[Begin Source document]

Big data is an extremely broad domain, typically addressed by a hybrid team of data scientists, software engineers, and statisticians. Finding a single individual knowledgeable in the entire breadth of this domain is therefore extremely unlikely and rare. Rather, one will most likely be searching for multiple individuals with specific sub-areas of expertise. This guide is therefore divided at a high level into two sections:
- Big Data Algorithms, Techniques, and Approaches: Geared primarily toward data scientists and statisticians.
- Big Data Technologies: Geared primarily toward software engineers.
This guide highlights questions related to key concepts, paradigms, and technologies in which a big data expert can be expected to have proficiency. Bear in mind, though, that not every “A” candidate will be able to answer them all, nor does answering them all guarantee an “A” candidate. Ultimately, effective interviewing and hiring is as much of an art as it is a science.
Big Data Algorithms, Techniques, and Approaches
When it comes to big data, fundamental knowledge of relevant algorithms, techniques, and approaches is essential. Generally speaking, mastering these areas requires more time and skill than becoming an expert with a specific set of software languages or tools. As such, software engineers who do have expertise in these areas are both hard to find and extremely valuable to your team. The questions that follow can be helpful in gauging such expertise.

[End Source document]

_Goal of the exercise_
Answer these questions using the big data guide:
1. Which three kinds of specialists usually make up the team that handles big data?
2. Which audience is the "Big Data Technologies" section mainly meant for?
3. Mastering what generally takes more time and skill than becoming an expert with a specific set of software languages or tools?
The listing comes from a source unrelated to the big data guide.

[Begin Given information]

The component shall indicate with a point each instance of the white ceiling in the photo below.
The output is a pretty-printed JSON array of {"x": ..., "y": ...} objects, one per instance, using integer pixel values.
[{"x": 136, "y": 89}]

[End Given information]

_Correct answer_
1. Data scientists, software engineers, and statisticians.
2. Software engineers.
3. Relevant algorithms, techniques, and approaches.